*Task statement*.
In the listing below, reproduce word for word every line from the one containing "Each instance of the white cloud" through the final line of the listing, including both of those lines.

*Data for the task*.
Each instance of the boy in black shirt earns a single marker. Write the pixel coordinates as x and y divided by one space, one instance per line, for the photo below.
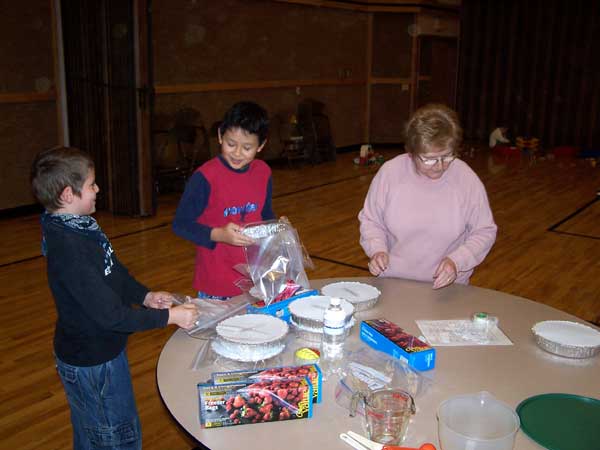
94 294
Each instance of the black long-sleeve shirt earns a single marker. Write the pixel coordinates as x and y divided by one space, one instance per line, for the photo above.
95 309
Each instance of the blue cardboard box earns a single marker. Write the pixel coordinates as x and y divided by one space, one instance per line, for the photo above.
387 337
280 309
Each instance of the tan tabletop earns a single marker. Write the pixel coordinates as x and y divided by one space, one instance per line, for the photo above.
510 373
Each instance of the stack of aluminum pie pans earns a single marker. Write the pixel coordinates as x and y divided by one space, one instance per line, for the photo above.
362 296
564 338
306 316
250 337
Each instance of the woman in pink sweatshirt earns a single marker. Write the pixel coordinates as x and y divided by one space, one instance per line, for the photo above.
426 216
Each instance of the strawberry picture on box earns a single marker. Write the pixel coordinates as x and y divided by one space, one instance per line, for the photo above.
394 333
387 337
256 402
311 371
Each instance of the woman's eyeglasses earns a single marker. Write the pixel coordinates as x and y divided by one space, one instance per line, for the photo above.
430 162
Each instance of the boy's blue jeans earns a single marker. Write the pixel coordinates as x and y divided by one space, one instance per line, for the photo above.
103 411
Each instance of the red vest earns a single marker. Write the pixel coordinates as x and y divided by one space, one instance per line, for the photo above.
234 197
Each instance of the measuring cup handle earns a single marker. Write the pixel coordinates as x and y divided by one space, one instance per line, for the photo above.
356 397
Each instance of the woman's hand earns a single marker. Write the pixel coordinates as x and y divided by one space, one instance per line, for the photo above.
445 274
184 316
158 300
379 263
231 234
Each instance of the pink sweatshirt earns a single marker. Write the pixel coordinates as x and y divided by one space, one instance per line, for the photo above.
419 221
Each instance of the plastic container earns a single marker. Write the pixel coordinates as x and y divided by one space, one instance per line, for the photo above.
334 336
477 422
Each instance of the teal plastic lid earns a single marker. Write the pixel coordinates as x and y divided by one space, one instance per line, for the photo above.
561 421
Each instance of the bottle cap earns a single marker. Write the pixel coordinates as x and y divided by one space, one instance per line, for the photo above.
307 355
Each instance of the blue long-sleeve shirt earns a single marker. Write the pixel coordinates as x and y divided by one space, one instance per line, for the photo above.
193 203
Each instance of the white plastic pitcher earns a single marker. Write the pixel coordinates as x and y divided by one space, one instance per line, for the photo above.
477 422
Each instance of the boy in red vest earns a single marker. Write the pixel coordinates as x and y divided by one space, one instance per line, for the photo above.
223 195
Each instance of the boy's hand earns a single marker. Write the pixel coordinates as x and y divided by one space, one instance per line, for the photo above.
231 234
445 274
158 300
379 263
184 316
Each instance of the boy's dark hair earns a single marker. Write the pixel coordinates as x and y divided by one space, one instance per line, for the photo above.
55 169
250 117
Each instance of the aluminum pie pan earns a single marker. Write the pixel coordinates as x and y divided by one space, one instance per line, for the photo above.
313 334
553 337
308 311
362 296
247 352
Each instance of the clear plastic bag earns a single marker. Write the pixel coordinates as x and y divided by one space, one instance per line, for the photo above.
276 258
366 370
213 311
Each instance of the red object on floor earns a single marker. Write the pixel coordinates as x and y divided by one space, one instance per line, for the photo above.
565 151
503 150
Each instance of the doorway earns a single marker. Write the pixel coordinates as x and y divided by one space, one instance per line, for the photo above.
105 53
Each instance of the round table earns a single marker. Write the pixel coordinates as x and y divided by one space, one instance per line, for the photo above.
510 373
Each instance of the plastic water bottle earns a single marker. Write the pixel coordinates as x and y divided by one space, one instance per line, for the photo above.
334 336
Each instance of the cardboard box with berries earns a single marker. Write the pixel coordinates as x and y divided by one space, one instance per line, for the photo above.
311 371
387 337
255 401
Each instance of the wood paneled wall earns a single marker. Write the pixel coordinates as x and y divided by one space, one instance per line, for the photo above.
271 52
531 66
27 108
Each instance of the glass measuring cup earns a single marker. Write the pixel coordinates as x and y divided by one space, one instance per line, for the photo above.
387 414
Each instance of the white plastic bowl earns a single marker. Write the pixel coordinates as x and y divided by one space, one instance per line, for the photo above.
476 422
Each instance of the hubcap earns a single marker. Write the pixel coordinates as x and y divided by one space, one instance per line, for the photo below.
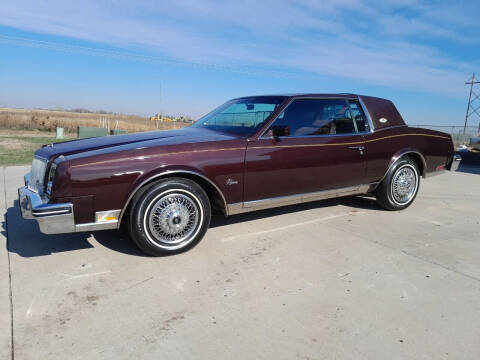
173 218
404 184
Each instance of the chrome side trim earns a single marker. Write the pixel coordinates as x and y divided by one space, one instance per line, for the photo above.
165 173
300 97
435 173
269 203
367 114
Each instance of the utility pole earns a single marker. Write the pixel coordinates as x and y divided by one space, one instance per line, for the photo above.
470 101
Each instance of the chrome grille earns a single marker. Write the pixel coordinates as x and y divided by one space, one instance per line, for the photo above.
37 174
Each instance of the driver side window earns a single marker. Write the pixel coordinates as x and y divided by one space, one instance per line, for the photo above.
307 117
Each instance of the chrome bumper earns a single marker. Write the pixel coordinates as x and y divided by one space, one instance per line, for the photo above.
51 218
454 163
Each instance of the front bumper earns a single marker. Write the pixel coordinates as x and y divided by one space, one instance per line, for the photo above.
51 218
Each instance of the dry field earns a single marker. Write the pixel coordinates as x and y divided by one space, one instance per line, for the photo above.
49 120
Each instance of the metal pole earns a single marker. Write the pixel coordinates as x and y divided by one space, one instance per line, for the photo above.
468 106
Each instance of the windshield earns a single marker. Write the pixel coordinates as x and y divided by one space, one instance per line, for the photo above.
240 116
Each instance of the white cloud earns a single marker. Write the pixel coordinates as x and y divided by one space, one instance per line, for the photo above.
379 43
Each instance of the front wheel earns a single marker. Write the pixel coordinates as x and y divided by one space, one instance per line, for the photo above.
169 217
400 186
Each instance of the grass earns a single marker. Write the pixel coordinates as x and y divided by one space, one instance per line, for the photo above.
19 150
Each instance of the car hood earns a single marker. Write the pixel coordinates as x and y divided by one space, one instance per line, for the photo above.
154 138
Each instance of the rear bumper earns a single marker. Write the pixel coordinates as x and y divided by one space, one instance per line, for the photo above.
51 218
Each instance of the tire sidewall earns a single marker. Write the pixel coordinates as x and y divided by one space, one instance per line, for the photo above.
139 229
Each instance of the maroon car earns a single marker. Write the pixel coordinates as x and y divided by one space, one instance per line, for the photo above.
251 153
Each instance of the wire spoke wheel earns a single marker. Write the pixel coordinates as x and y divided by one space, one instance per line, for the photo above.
173 219
404 184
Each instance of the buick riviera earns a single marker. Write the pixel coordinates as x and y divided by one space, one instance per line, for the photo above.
250 153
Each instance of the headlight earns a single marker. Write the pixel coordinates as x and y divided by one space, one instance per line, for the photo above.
51 175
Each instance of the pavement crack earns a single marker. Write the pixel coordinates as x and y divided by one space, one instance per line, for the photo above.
10 294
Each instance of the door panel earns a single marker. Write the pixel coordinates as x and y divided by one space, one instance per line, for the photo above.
301 165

*Correct answer*.
Each instance of the white cloud earns a single marker. Write the pixel coordinates as x and y divided by one space, one instance per line, for the photo above.
379 43
Each instance of the front wheel earns a single marker. Write the pixel coordinates as x and y divided by one space, one instance per line, for the photo above.
169 217
400 186
Each instance of the grass earns a single marker. Write the pixel coordinates as x and y divided by one space, one instance per line, for the photo above.
19 150
Each instance of the car hood earns a single marker. Write the pixel coordinates as x and y divided by one space, one instance per line, for the photo above.
154 138
Each instance of the rear bumper earns a single marker. Write the pixel coordinates as x and y divided by one space, one instance per line, for the photo above.
51 218
Each instance of the tire sidewall earns a single marker. Write the pixel coordinates as x and y divided by one space, one instance per line, for the photo above.
139 229
Each instance of the maroon car earns a single marker. Write the pixel coordinates as x and y divided by one space, one instance per line, for the photo above.
251 153
Each instance of the wire spoke wheel earns a single marker. Write the pixel coordinates as x and y divided by one space, one instance per line, for the photo above.
173 219
404 184
Each instance of the buick riviera earns a single marker. Write the pixel coordinates as x and y divided by one space, one instance per line, for the photo above.
250 153
Each instance of the headlight earns a single marker. Write the pixel coordinates as x and y divided by one space, one instance per line, for the photo above.
51 175
Each instance of the pavement crack earns a single marker. Write the pixel coordinates as x and y divided by one space, one instance per line, for the photo above.
10 294
Each instance of the door panel earns a single marker. Write the pixel coordinates as x and y divided by one space, one instance per line, for the photo above.
301 165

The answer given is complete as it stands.